▶ [Given problem]: Copy each of the following rows word for word, keeping every line in its original order.

▽

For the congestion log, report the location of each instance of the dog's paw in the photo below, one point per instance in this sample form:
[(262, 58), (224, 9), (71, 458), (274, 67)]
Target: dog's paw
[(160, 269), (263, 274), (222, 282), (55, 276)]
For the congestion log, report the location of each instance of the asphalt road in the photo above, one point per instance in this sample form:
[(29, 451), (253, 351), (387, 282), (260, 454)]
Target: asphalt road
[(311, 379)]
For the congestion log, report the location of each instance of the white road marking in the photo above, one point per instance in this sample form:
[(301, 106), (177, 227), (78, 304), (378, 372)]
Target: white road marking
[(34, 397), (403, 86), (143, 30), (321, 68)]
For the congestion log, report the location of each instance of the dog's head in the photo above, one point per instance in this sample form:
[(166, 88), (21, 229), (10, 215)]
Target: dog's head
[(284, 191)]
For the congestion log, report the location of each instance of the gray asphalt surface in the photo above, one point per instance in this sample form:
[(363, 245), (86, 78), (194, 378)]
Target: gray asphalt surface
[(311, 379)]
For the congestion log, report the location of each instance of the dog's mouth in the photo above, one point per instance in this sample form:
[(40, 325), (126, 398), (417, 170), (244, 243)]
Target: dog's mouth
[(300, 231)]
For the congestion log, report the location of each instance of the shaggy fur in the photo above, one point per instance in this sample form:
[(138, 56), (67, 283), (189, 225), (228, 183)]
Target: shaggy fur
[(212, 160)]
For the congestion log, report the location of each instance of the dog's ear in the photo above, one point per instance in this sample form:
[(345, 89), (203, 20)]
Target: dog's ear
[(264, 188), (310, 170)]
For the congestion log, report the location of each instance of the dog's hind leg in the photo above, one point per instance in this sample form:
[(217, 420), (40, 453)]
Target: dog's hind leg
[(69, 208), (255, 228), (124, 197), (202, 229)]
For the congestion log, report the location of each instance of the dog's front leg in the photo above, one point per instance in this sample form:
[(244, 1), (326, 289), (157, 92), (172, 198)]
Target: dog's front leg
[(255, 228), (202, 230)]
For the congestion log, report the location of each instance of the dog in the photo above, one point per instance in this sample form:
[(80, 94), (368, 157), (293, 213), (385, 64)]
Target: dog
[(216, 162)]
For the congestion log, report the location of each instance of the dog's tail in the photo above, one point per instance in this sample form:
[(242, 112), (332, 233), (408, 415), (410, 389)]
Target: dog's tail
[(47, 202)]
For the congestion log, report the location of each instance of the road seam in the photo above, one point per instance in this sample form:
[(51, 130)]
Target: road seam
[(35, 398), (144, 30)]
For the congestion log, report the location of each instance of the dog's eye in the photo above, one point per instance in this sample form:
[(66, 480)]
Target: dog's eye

△

▶ [The completed task]:
For the congestion log, report the location of each instance of the dog's paw in the photo below, one point per instance in this sample form:
[(262, 58), (224, 9), (71, 458), (274, 67)]
Target: dog's paw
[(160, 269), (263, 274), (222, 282), (55, 276)]
For the congestion log, report the location of each instance of the asphalt road in the photo above, one point per instance in this sample form:
[(29, 451), (253, 351), (387, 282), (260, 454)]
Target: asphalt road
[(311, 379)]
For the congestion log, report the location of each instance of the white road marking in the photo above, one point per instance in this sample form:
[(301, 106), (177, 227), (78, 304), (378, 372)]
Target: white road marking
[(34, 397), (403, 86), (143, 30), (321, 68)]
For the congestion log, report the location of each instance of the dog's head in the photo above, one point per instance in this sample form:
[(166, 88), (21, 229), (10, 215)]
Target: dog's head
[(284, 191)]
For the congestion log, report the location of each instance of the gray asphalt surface in the photo above, one point per instance in this sample form:
[(363, 245), (86, 78), (194, 378)]
Target: gray asphalt surface
[(311, 379)]
For the congestion log, report the location of each instance of the dog's mouth in the photo above, one point per instance in this sample form:
[(40, 325), (126, 398), (417, 170), (244, 243)]
Target: dog's mouth
[(300, 231)]
For the congestion log, report the location of each instance of the shaggy fur in the photo above, one point per instance in this sample form:
[(138, 56), (67, 283), (189, 225), (228, 183)]
Target: shaggy fur
[(212, 160)]
For the congestion log, report the location of each instance of the dog's ear in the photo above, one point per instance in this sample form:
[(345, 89), (203, 20)]
Target: dog's ear
[(264, 188), (310, 170)]
For the congestion log, report the location of each instance of the dog's hind leg in the photo above, one point per instance in this sample form:
[(217, 420), (40, 453)]
Target: dog's hind leg
[(69, 208), (255, 228), (124, 197), (202, 229)]
For the congestion log, report the location of each instance of the dog's front leg in the photo above, one point per instance in this sample form:
[(244, 1), (326, 289), (157, 92), (172, 198)]
Target: dog's front leg
[(255, 228), (202, 230)]
For the congestion log, report the location of each instance of the dog in the photo above, one point per instance in this sample form:
[(80, 94), (368, 157), (293, 213), (385, 64)]
Target: dog
[(216, 162)]
For the congestion log, report the location of each instance of the dog's tail in the photo above, one point per instance in this sample form:
[(242, 112), (332, 233), (408, 415), (410, 389)]
Target: dog's tail
[(47, 202)]
For the congestion log, report the location of each instance of the road seam in the photo above, one point per instance in this sample form:
[(51, 130)]
Target: road seam
[(35, 398), (144, 30)]
For the congestion log, report the location of each instance of the dog's eye in the photo above, one point per instance in this sample form:
[(66, 480)]
Target: dog's eye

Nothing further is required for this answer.